## AIM OF THE EXERCISE:
Please reproduce, character for character, the lines of the entries below from the one containing "Provide the segmentation of every instance of the wooden" through the one containing "[[170,168],[170,211],[192,212],[192,168]]", both included.

## INFORMATION GIVEN:
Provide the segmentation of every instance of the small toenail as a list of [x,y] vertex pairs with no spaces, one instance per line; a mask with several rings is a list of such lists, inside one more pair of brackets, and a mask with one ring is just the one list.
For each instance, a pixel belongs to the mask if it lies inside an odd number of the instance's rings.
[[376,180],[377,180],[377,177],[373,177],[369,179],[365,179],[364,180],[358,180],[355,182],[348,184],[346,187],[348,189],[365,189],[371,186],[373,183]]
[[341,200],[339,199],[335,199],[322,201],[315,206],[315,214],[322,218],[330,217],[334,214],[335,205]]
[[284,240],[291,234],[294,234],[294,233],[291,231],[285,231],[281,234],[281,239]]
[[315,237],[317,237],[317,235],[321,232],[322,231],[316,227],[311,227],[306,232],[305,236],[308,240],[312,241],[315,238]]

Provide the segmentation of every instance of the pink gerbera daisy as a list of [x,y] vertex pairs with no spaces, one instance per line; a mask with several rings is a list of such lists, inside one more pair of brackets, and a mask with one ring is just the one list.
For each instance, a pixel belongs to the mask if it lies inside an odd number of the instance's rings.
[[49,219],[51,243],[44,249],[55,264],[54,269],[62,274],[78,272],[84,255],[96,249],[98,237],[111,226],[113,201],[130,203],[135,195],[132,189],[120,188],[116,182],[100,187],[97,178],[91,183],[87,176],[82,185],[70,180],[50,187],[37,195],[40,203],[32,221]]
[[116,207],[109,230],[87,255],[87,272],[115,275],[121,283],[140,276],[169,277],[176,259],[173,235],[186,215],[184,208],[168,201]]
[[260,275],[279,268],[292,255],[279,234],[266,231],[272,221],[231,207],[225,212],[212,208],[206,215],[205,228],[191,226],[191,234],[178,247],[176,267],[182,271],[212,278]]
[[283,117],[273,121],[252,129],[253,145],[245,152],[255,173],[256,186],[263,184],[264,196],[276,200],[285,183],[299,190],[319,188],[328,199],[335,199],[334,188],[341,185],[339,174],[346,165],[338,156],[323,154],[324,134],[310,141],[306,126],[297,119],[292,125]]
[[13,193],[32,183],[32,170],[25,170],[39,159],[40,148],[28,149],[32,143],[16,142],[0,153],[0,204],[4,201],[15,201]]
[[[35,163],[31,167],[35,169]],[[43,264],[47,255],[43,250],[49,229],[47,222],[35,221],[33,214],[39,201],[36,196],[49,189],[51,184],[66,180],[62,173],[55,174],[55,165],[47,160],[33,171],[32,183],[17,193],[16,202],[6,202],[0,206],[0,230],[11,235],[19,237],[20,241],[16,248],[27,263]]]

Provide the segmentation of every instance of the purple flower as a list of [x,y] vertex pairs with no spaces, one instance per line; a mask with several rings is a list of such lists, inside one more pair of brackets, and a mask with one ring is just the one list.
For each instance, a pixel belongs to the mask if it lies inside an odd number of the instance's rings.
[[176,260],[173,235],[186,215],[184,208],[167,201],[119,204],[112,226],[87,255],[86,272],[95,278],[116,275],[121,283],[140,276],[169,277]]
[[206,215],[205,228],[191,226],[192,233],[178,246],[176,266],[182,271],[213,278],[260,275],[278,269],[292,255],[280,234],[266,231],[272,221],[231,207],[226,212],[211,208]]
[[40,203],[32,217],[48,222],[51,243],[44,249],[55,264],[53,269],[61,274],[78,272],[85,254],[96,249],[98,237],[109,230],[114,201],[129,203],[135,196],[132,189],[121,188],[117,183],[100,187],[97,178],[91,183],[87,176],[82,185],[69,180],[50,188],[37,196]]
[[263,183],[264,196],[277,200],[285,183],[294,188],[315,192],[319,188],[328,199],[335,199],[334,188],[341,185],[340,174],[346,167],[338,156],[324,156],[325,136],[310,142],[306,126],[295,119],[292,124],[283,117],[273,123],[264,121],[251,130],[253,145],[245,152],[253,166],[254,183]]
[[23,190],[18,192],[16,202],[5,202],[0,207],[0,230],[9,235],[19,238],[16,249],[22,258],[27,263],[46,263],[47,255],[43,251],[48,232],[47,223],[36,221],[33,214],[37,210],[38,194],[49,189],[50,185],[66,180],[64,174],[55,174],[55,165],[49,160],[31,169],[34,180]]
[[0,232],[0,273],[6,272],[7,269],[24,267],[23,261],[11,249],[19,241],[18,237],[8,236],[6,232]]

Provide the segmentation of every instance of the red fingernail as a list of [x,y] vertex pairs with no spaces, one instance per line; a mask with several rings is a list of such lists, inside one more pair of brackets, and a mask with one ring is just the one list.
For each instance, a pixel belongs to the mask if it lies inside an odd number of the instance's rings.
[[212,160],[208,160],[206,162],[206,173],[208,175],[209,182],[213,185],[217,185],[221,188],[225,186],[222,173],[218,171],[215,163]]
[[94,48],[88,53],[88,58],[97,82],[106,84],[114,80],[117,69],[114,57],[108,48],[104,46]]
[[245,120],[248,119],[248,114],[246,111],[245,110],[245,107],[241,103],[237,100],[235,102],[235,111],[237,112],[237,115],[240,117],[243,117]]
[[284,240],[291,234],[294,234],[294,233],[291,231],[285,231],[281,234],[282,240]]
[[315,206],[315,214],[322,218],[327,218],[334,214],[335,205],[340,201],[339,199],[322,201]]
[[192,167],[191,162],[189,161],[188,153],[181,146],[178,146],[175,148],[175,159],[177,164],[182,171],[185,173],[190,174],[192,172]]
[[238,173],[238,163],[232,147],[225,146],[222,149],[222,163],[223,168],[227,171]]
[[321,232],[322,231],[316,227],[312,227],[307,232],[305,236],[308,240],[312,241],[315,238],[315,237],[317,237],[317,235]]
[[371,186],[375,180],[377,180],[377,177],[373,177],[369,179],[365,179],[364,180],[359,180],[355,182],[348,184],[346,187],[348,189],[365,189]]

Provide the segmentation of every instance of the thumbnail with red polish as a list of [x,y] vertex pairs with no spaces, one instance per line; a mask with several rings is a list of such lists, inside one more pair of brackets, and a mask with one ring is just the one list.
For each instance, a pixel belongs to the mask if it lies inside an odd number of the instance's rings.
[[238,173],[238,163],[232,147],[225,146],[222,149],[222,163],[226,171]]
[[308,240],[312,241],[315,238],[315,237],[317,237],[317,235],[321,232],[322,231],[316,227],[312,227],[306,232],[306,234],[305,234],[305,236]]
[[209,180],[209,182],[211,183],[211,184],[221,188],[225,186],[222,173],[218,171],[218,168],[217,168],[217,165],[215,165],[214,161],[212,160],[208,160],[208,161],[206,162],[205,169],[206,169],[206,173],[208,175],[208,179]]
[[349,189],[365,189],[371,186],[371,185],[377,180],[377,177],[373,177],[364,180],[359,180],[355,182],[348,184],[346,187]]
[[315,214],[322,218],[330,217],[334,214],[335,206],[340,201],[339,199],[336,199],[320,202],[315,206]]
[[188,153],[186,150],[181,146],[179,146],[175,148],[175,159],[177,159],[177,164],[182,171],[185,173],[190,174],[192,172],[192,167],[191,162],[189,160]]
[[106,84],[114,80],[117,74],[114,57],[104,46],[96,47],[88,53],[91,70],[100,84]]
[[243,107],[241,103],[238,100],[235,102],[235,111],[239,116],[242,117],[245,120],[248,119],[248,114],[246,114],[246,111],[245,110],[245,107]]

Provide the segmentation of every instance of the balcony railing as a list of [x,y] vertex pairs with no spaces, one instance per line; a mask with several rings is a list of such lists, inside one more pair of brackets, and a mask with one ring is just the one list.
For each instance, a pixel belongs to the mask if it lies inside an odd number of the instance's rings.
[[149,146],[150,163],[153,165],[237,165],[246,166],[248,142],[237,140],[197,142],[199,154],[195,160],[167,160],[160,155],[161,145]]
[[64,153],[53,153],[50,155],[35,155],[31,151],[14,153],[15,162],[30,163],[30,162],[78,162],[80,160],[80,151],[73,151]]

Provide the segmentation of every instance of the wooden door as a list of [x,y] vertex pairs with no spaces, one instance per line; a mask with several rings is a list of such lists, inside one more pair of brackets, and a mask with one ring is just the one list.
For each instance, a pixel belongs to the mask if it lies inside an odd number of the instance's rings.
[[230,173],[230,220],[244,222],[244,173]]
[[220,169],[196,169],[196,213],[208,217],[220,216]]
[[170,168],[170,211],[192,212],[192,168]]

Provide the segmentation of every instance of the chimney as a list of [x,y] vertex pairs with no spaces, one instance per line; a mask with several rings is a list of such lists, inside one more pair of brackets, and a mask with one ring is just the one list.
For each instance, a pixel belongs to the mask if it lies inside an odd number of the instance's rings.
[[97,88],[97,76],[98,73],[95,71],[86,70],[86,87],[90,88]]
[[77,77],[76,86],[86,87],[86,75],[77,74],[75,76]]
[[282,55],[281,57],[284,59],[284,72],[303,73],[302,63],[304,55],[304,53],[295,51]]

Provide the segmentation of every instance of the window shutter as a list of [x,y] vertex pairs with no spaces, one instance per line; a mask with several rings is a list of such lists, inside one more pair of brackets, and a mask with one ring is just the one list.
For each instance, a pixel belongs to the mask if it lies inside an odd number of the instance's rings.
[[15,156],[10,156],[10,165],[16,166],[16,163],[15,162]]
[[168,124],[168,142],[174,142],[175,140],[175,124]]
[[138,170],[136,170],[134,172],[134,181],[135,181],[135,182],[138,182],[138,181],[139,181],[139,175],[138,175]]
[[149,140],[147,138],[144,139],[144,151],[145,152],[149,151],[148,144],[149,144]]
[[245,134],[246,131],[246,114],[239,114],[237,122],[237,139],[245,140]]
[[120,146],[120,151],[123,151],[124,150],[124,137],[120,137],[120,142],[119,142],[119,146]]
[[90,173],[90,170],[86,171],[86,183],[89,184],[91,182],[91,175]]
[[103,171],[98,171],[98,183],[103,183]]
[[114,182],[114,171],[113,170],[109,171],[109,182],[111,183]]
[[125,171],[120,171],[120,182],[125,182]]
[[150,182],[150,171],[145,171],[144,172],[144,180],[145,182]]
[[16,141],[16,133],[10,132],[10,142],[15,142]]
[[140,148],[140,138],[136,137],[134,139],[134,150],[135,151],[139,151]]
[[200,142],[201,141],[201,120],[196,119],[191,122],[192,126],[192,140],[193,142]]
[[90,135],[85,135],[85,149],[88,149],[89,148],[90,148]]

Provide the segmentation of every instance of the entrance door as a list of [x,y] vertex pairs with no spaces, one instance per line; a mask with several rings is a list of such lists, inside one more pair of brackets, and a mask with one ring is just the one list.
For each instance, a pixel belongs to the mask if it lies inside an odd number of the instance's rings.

## TASK ANSWER:
Provide the segmentation of every instance of the wooden door as a list of [x,y] vertex pairs with no spaces, one instance per line; a mask with several rings is a list of such lists, inside one more pair of brackets, and a mask with one ring is just the one list.
For each instance, a pixel belongs to the mask if it lies inside an odd number of the instance's rings.
[[230,173],[230,220],[244,222],[244,173]]
[[220,169],[196,169],[196,213],[208,217],[220,216]]
[[170,168],[170,211],[192,212],[192,168]]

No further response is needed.